Segment Start: DATA
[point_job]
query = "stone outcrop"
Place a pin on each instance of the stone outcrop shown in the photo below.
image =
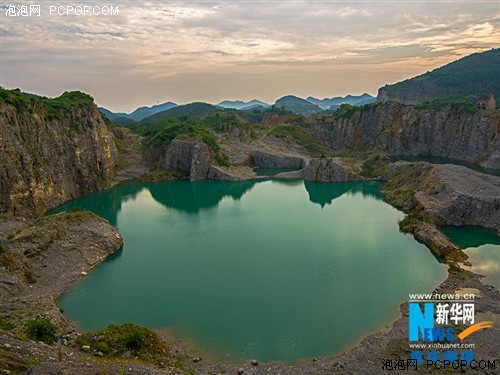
(449, 194)
(193, 158)
(329, 170)
(45, 162)
(45, 258)
(396, 129)
(262, 159)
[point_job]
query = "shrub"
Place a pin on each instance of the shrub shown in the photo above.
(117, 340)
(41, 329)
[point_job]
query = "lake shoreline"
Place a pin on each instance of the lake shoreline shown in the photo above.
(372, 348)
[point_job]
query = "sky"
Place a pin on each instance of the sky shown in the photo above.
(183, 51)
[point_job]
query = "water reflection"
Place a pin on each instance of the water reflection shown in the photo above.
(105, 203)
(483, 248)
(192, 197)
(324, 194)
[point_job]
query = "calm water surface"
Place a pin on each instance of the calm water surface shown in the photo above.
(273, 270)
(483, 248)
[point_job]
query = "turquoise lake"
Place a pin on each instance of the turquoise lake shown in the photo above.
(483, 248)
(272, 270)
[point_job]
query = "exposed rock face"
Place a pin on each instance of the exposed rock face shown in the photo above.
(329, 170)
(450, 194)
(45, 258)
(397, 129)
(192, 157)
(44, 163)
(262, 159)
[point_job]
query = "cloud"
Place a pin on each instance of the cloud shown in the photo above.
(153, 43)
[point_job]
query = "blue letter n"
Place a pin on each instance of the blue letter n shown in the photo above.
(421, 322)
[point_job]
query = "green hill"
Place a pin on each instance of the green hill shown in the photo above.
(192, 109)
(297, 105)
(472, 76)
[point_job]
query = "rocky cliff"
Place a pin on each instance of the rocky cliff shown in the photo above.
(52, 150)
(451, 131)
(329, 170)
(449, 194)
(192, 157)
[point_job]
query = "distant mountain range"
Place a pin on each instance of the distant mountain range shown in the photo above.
(241, 105)
(137, 115)
(191, 109)
(297, 105)
(336, 102)
(473, 75)
(291, 103)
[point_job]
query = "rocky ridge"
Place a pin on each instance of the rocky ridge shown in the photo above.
(45, 162)
(396, 129)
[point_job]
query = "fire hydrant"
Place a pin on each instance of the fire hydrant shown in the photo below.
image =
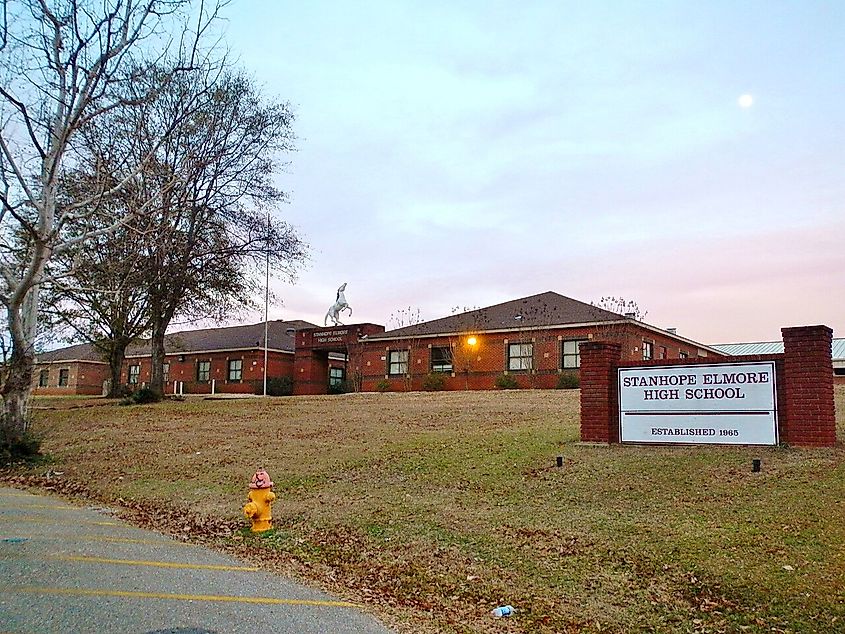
(260, 499)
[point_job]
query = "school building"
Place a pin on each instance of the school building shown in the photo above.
(531, 342)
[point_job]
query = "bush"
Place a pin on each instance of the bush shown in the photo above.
(281, 386)
(569, 381)
(141, 397)
(507, 382)
(434, 381)
(339, 388)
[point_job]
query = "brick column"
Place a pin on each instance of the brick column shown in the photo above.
(810, 417)
(599, 410)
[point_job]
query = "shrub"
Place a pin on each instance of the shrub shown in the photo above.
(434, 381)
(569, 381)
(339, 388)
(141, 397)
(507, 382)
(280, 386)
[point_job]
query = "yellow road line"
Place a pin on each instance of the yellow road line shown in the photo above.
(56, 507)
(103, 538)
(176, 597)
(124, 540)
(153, 564)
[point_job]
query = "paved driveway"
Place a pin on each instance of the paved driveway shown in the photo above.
(65, 569)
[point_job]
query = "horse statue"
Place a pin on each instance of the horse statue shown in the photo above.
(337, 308)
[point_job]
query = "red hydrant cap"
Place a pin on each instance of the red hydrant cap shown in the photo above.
(261, 480)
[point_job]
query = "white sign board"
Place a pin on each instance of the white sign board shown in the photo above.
(714, 403)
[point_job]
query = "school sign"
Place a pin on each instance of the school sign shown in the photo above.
(709, 404)
(761, 399)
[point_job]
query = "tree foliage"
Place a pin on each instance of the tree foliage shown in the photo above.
(64, 64)
(201, 206)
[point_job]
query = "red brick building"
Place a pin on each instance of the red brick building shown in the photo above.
(206, 361)
(532, 342)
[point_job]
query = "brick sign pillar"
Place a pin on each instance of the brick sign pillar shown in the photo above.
(808, 390)
(599, 401)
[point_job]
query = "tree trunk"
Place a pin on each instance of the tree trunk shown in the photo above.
(116, 355)
(17, 389)
(157, 357)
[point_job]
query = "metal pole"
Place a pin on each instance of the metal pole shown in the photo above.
(266, 300)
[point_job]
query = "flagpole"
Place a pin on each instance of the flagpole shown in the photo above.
(266, 300)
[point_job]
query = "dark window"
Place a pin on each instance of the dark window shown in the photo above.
(520, 357)
(397, 362)
(336, 376)
(441, 359)
(570, 354)
(235, 369)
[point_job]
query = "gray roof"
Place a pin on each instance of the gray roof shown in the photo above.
(546, 309)
(772, 347)
(205, 340)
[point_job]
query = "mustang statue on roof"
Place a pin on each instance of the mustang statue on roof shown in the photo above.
(338, 307)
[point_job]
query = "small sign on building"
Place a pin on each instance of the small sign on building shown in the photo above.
(699, 404)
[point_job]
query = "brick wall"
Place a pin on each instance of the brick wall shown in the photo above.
(804, 377)
(183, 368)
(476, 367)
(84, 378)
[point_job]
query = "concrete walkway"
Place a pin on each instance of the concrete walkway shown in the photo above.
(65, 569)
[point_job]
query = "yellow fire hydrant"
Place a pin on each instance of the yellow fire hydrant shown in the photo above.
(260, 499)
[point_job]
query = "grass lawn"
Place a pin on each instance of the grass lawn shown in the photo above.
(433, 508)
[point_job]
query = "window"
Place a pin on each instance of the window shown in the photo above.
(398, 362)
(441, 359)
(520, 357)
(570, 354)
(336, 377)
(236, 367)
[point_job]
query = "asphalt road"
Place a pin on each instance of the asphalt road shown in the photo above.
(66, 568)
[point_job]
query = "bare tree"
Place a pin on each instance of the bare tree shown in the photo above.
(204, 196)
(62, 66)
(620, 331)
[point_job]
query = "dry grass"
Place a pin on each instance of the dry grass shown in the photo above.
(434, 508)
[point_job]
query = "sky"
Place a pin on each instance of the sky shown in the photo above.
(462, 154)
Segment End: DATA
Each record above needs to be transcribed word for word, with its pictures omitted.

[point_job]
query = "stone outcrop"
Place a pin on each instance of the stone outcrop shown in the photo below.
image =
(449, 194)
(193, 158)
(329, 170)
(45, 162)
(45, 258)
(396, 129)
(262, 159)
[point_job]
query = "shrub"
Place a pin on each instance of the shrub shown in the photo above.
(117, 340)
(41, 329)
[point_job]
query = "lake shoreline"
Place a pin on each instance of the lake shoreline shown in the photo above.
(372, 348)
[point_job]
query = "sky"
Place a pin on each instance of the sky shown in the photo above.
(183, 51)
[point_job]
query = "water reflection"
Place a pin on each instance of the water reflection shown in the photo above.
(105, 203)
(483, 248)
(192, 197)
(324, 194)
[point_job]
query = "calm water surface"
Place a pin on each instance of the calm water surface shown in the photo above.
(273, 270)
(483, 248)
[point_job]
query = "turquoise lake"
Place a pin on each instance of the turquoise lake shown in the photo above.
(483, 248)
(272, 270)
[point_job]
query = "exposed rock face"
Place a pin on each instance of the exposed rock face shown in the photo above.
(329, 170)
(450, 194)
(45, 258)
(397, 129)
(192, 157)
(44, 163)
(262, 159)
[point_job]
query = "cloud"
Place a pin on each instance of the cloud shown in the photo above.
(153, 43)
[point_job]
query = "blue letter n"
Place a pin on each instance of the blue letter n shown in the photo above.
(421, 322)
[point_job]
query = "green hill"
Place a pin on each instance of the green hill shown in the photo above.
(192, 109)
(297, 105)
(472, 76)
[point_job]
query = "rocky cliff"
Place a pin on each instance of the rocky cliff shown in the photo above.
(52, 150)
(451, 131)
(329, 170)
(449, 194)
(192, 157)
[point_job]
query = "distant mountain range"
Place a pin on each instance of the distant mountain range shown in the photo above.
(241, 105)
(137, 115)
(191, 109)
(297, 105)
(336, 102)
(473, 75)
(291, 103)
[point_job]
query = "rocky ridge"
Place a pin on each instance of the rocky ridge shown in the photo above.
(45, 162)
(396, 129)
[point_job]
query = "fire hydrant"
Place a pin on each instance of the fire hydrant shown in the photo below.
image =
(260, 499)
[point_job]
query = "school building"
Place a pin on each instance of the school building shown in the photo above.
(531, 342)
[point_job]
query = "bush"
Place a pin on each instance of the bush shown in the photo above.
(281, 386)
(569, 381)
(141, 397)
(507, 382)
(434, 381)
(339, 388)
[point_job]
query = "brick column"
Place a pin on each instance of the brick column shown in the photo above.
(810, 417)
(599, 410)
[point_job]
query = "shrub"
Place a pin on each instance of the shrub shown in the photo above.
(434, 381)
(569, 381)
(339, 388)
(141, 397)
(507, 382)
(280, 386)
[point_job]
query = "yellow road line"
Place a pin on each instance of the yellow road line shown in the photo above.
(56, 507)
(103, 538)
(176, 597)
(124, 540)
(153, 564)
[point_job]
query = "paved driveway"
Place a pin on each instance of the paved driveway shown in the photo above.
(65, 569)
[point_job]
query = "horse statue"
Place a pin on each instance of the horse statue shown in the photo above.
(337, 308)
[point_job]
query = "red hydrant cap"
Place a pin on each instance of the red hydrant cap shown in the photo above.
(261, 480)
[point_job]
query = "white sign board"
Place a pin on each instance of the white sign board shown in the photo above.
(714, 403)
[point_job]
query = "school sign"
Place a pin on each instance of the school sign shown in the photo above.
(709, 404)
(761, 399)
[point_job]
query = "tree foliage"
Place a pin on each instance of the tree foliage shown in the photo above.
(64, 64)
(201, 206)
[point_job]
query = "red brick building"
Place a pin on each instance of the red brick building shown in the photo above.
(206, 361)
(532, 342)
[point_job]
query = "brick sign pillar"
Place a pin on each instance of the brick sign pillar shown in the photo above.
(808, 390)
(599, 401)
[point_job]
query = "tree trunk"
Place a pin on each instance of the tree trunk shown in the photo above.
(116, 355)
(17, 389)
(157, 357)
[point_job]
query = "metal pole"
Place a pin on each instance of the metal pole shown in the photo above.
(266, 300)
[point_job]
query = "flagpole"
Place a pin on each instance of the flagpole shown in the photo above.
(266, 300)
[point_job]
query = "dark window"
Place a pin on each instance of the dark window shown in the photo above.
(520, 357)
(397, 362)
(336, 376)
(441, 359)
(570, 354)
(235, 369)
[point_job]
query = "gray roof"
Place a pin on each instance of the gray roof shown in the photo above.
(546, 309)
(772, 347)
(205, 340)
[point_job]
query = "mustang statue on roof"
Place a pin on each instance of the mustang statue on roof shown in the photo above.
(338, 307)
[point_job]
query = "small sign on building"
Place a pin on each instance of the small sign on building shown in the photo above.
(699, 404)
[point_job]
query = "brick wall"
Place a pin on each instance of the brick wall shown in the photo above.
(804, 377)
(183, 368)
(476, 367)
(84, 378)
[point_job]
query = "concrete walkway"
Place a pin on each instance of the concrete walkway shown in the photo above.
(65, 569)
[point_job]
query = "yellow fire hydrant"
Place a pin on each instance of the yellow fire hydrant shown in the photo above.
(260, 499)
[point_job]
query = "grass lawn"
Place a pin on each instance of the grass lawn shown in the photo above.
(433, 508)
[point_job]
query = "window"
Place a pin on each instance of the window shown in the photo above.
(398, 362)
(441, 359)
(520, 357)
(570, 354)
(336, 377)
(236, 367)
[point_job]
query = "asphalt road"
Place a pin on each instance of the asphalt road shown in the photo above.
(66, 568)
[point_job]
query = "bare tree"
Place a pin on each instance of the bare tree shown in the photo above.
(204, 196)
(62, 66)
(620, 331)
[point_job]
query = "dry grass"
Place a pin on each instance of the dry grass shown in the photo above.
(434, 508)
[point_job]
query = "sky"
Place a pin on each instance of the sky shown in the photo above.
(462, 154)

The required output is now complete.